* BEGIN Source material *

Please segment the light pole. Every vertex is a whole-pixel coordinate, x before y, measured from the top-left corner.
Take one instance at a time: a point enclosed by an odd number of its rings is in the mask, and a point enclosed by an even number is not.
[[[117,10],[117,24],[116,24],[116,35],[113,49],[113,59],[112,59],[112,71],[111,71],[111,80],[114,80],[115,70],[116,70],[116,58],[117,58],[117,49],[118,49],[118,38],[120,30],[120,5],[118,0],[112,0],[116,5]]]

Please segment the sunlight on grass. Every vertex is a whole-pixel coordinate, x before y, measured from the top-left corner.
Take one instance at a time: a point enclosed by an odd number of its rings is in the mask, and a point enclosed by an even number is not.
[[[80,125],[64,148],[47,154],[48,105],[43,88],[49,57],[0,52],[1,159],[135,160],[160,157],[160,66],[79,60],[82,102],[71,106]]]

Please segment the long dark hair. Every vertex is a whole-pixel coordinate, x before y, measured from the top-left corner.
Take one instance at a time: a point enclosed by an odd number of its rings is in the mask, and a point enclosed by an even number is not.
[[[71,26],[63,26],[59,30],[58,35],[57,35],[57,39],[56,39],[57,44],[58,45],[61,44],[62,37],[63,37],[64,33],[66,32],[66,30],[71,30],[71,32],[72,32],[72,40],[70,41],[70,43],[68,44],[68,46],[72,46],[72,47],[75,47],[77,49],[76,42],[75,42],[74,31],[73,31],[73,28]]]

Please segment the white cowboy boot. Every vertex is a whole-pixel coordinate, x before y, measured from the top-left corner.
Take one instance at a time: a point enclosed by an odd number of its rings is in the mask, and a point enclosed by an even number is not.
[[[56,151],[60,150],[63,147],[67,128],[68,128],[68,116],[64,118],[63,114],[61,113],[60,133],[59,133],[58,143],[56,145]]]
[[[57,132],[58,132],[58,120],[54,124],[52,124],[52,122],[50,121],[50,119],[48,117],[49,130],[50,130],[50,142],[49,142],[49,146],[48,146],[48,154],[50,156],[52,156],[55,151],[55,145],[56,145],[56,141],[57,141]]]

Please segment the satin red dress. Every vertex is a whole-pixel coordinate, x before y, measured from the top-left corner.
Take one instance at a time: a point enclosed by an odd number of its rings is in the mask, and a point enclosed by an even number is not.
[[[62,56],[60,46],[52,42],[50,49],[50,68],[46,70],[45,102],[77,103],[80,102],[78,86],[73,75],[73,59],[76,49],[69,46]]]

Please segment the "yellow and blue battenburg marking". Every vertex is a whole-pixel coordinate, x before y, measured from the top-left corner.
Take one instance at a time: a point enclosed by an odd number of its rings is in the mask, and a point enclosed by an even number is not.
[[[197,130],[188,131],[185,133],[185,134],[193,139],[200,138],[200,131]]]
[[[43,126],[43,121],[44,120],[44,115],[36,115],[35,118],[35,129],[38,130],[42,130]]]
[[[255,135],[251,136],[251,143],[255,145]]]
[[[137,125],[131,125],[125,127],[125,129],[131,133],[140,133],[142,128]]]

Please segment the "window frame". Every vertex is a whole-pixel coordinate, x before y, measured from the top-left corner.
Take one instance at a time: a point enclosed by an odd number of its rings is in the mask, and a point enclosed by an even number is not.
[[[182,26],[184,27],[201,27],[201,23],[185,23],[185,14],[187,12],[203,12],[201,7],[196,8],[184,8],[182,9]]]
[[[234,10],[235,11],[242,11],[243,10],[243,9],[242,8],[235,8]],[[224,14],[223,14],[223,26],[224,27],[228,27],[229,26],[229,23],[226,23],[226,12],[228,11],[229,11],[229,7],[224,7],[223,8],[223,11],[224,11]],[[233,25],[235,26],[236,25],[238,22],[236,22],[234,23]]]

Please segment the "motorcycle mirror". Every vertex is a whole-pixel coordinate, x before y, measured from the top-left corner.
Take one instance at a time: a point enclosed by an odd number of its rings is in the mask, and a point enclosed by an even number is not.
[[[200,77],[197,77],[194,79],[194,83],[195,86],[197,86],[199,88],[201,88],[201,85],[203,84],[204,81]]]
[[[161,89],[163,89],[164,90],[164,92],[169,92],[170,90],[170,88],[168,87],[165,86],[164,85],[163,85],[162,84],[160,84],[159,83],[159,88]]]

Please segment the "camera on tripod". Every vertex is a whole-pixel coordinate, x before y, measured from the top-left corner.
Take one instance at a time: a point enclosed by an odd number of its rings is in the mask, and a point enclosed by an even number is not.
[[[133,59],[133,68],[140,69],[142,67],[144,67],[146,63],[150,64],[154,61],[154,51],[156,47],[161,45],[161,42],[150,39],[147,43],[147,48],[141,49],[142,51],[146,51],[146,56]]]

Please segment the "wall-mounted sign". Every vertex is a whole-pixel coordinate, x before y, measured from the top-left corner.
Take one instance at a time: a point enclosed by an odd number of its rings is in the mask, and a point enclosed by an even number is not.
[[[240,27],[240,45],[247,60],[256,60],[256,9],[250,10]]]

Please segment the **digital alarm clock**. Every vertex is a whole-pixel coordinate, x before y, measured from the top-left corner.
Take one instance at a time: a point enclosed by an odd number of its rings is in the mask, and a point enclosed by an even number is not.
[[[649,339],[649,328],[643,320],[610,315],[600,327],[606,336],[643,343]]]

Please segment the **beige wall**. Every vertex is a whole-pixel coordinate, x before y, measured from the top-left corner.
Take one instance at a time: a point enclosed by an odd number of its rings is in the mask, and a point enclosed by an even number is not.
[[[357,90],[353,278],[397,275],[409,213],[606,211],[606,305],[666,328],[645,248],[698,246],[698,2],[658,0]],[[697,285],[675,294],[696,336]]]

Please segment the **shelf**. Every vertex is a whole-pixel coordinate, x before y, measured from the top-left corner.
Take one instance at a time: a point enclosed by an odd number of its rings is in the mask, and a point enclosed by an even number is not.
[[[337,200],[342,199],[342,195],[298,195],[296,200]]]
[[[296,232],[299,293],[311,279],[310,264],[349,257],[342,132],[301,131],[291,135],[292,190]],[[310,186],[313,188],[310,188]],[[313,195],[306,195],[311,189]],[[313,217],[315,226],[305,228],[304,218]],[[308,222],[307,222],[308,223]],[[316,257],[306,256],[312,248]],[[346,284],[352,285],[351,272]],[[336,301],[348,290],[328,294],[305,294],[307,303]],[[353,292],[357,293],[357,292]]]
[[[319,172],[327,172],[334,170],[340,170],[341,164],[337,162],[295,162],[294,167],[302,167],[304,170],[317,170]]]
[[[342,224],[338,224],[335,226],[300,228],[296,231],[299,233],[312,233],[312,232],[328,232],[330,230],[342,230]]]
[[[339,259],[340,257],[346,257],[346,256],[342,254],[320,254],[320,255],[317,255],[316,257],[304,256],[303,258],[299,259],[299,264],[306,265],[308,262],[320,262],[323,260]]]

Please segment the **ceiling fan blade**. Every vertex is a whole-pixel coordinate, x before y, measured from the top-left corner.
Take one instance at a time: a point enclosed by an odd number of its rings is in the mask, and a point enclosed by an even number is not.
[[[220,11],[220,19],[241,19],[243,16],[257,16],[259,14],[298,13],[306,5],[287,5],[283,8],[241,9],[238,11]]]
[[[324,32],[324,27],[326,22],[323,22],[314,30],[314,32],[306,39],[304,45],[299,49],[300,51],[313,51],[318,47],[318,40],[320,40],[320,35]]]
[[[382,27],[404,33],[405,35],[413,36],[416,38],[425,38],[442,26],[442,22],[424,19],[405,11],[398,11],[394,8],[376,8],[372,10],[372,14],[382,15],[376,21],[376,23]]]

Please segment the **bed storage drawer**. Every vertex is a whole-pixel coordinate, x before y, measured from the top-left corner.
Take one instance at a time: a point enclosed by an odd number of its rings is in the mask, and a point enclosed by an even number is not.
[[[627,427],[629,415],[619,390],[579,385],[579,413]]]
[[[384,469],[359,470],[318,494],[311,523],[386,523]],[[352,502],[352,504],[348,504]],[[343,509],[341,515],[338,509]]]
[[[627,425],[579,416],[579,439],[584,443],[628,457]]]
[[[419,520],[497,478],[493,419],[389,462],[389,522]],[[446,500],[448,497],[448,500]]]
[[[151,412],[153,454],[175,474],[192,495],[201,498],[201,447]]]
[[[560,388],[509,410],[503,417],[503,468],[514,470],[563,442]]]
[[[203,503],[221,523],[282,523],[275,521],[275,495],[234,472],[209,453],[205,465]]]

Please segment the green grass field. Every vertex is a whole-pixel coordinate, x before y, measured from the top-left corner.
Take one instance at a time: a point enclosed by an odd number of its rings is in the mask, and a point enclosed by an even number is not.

* END Source material *

▶ [What you will do]:
Return the lines above, from the one containing "Please segment the green" to the end, exactly as they stand.

▶ [Written answer]:
Please segment the green grass field. Every vertex is a whole-pixel coordinate, x before y, measured from the top-left corner.
Take one instance at a time: a point enclosed by an odd number of its rings is in the mask, and a point enclosed by an even number is not.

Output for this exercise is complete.